#### Problem details:
Put everything from the line containing "Each <instance> block" down to the line containing "positive clicks: (1031, 93)", both ends included, into a JSON list of strings with one string per line and blank lines left out.

#### The data:
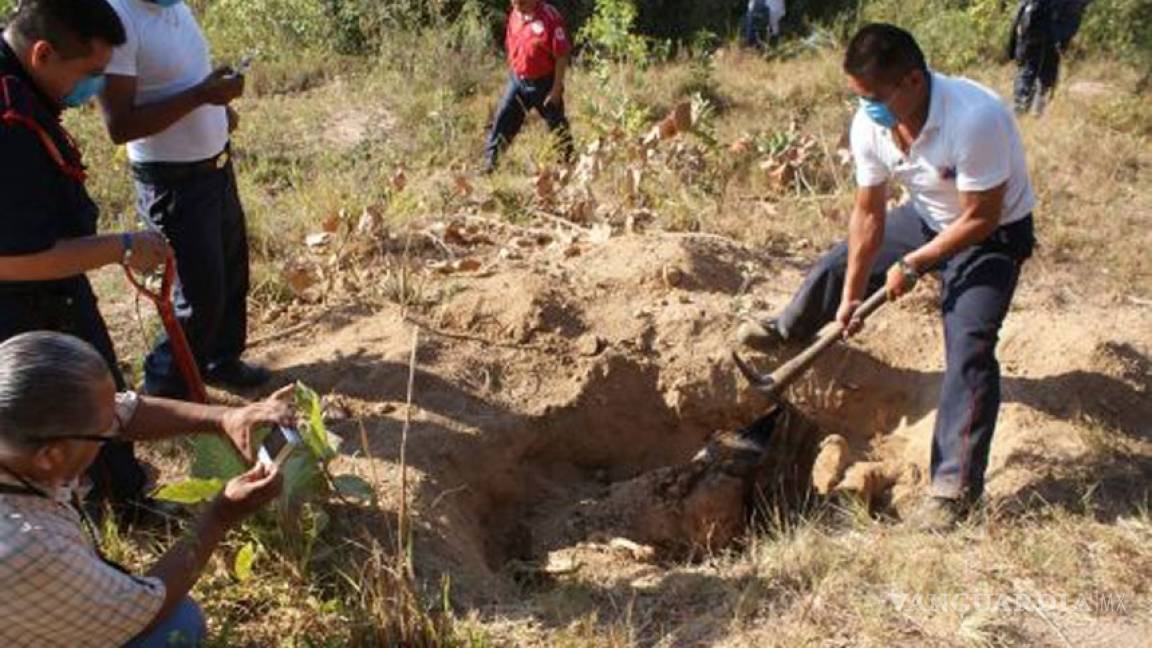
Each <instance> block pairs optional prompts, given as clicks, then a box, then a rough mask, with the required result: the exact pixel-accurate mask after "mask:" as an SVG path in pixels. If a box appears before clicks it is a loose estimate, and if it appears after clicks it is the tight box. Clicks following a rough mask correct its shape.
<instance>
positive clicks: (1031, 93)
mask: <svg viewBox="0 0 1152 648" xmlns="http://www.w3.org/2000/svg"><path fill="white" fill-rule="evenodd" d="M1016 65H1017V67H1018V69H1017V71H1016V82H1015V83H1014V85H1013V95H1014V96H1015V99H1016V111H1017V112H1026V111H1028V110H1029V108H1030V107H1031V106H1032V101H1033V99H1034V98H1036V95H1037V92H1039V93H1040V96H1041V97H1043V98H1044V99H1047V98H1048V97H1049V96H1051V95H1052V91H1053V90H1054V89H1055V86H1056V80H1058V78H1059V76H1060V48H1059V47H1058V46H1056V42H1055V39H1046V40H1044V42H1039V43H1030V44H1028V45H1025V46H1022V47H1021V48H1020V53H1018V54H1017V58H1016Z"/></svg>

...

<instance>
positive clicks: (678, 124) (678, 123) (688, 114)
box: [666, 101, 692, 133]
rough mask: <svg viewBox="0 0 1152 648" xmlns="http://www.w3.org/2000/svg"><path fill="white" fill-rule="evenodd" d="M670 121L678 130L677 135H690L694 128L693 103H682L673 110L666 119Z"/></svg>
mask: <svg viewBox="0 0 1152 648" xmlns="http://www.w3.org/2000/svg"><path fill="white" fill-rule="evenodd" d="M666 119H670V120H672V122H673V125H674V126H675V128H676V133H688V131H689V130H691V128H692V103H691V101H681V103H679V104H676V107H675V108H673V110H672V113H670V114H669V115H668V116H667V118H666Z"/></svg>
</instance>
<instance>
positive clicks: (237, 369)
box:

* * *

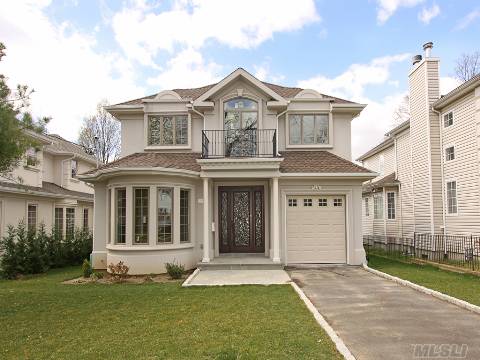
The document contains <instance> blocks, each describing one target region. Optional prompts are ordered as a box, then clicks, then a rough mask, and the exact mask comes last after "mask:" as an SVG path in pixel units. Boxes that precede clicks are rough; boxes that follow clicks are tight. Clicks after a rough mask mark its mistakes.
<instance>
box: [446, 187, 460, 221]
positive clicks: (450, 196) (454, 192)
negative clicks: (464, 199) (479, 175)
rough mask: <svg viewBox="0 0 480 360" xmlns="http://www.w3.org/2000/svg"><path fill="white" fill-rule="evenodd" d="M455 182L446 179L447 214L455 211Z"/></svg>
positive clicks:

#### Solution to this exercise:
[
  "Each <instance> block pairs optional prompts, given as clicks, then a box, then a rough mask, with the required result: the exact pixel-accurate mask after \"mask:\" as an SVG path in pixels. If a box appears before clicks it is a loose estimate, and if it appears after clicks it is the tight box. Clicks following a rough mask correct its shape.",
  "<instance>",
  "positive clicks: (1031, 93)"
]